» EXERCISE REQUIREMENTS:
Word for word, print the entries that follow.

» PROVIDED INFORMATION:

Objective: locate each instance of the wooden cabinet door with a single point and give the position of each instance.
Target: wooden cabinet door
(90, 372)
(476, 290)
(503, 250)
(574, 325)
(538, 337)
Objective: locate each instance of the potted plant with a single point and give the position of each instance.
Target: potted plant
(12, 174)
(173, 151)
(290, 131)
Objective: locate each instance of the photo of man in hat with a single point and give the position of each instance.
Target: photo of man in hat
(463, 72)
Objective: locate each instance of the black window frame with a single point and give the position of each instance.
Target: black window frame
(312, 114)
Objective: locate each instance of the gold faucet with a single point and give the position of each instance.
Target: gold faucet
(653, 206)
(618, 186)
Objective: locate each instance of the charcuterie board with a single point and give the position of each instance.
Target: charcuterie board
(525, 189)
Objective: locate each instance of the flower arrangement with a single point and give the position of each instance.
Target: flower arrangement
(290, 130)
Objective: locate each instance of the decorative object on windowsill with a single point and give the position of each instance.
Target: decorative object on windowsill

» TASK RESPONSE:
Objective: locate each instance of the wooden cabinet door with a single point and give the position of each instance.
Target: wooden cabinet door
(90, 372)
(476, 290)
(503, 250)
(574, 325)
(538, 337)
Objective: locate each instance of the potted plant with a single point and give the position of each instance.
Target: potted plant
(12, 174)
(173, 151)
(290, 131)
Objective: locate each instance of the photo of man in hat with a single point and give the position of each instance.
Target: photo of man in hat
(463, 72)
Objective: locate each instance of the black window frame with a single point and give the position of each instance.
Target: black window frame
(312, 114)
Objective: locate each instance of the gold faucet with a single point and give the position of each instance.
Target: gold faucet
(653, 206)
(618, 186)
Objective: locate each instance of the charcuterie board with a single point and give the position of each instance.
Target: charcuterie board
(525, 189)
Objective: locate each instance of the flower arrangement with a single point and give the position of each instance.
Target: flower arrangement
(290, 130)
Objective: locate each instance of the decorative object on windowsill with a single point and give the position of each instance.
Target: decorative object on windowsill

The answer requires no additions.